## SET EXERCISE A
Give back every line of the listing that follows the passage on company expenses, word for word, but leave the picture out.

>> Begin PAGE TEXT

Research and development
During the three months ended March 31,
2015, research and development costs were $54,851 compared to $9,033 for the same period last year. The Company's expenditures
for research and development is dependent on available resources and future expenditures are expected to increase with additional
financing.
Selling, general and administrative
During the three months ended March 31,
2015, selling, general and administrative expenses were $275,030 as compared to $425,558 for the same period last year, a 35% decrease.
The primary decrease is due to reduction in stock based compensation incurred in the current period as compared to same period
last year.
Depreciation
Depreciation expense for the three months
ended March 31, 2015 was $177 as compared to $988 for the same period last year due to the aging of our equipment.
Other income (expense)

>> End PAGE TEXT
>> Begin MATERIAL SHOWN

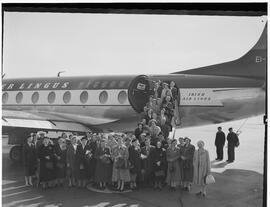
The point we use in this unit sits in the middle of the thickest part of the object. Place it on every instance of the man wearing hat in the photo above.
(187, 159)
(154, 131)
(219, 143)
(233, 142)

>> End MATERIAL SHOWN

## SET EXERCISE B
From the expense passage above, retype everything from "The primary decrease" down to "of our equipment." without any changes.

## TASK SOLUTION A
The point we use in this unit sits in the middle of the thickest part of the object. Place it on every instance of the man wearing hat in the photo above.
(187, 159)
(154, 131)
(219, 143)
(233, 142)

## TASK SOLUTION B
The primary decrease is due to reduction in stock based compensation incurred in the current period as compared to same period
last year.
Depreciation
Depreciation expense for the three months
ended March 31, 2015 was $177 as compared to $988 for the same period last year due to the aging of our equipment.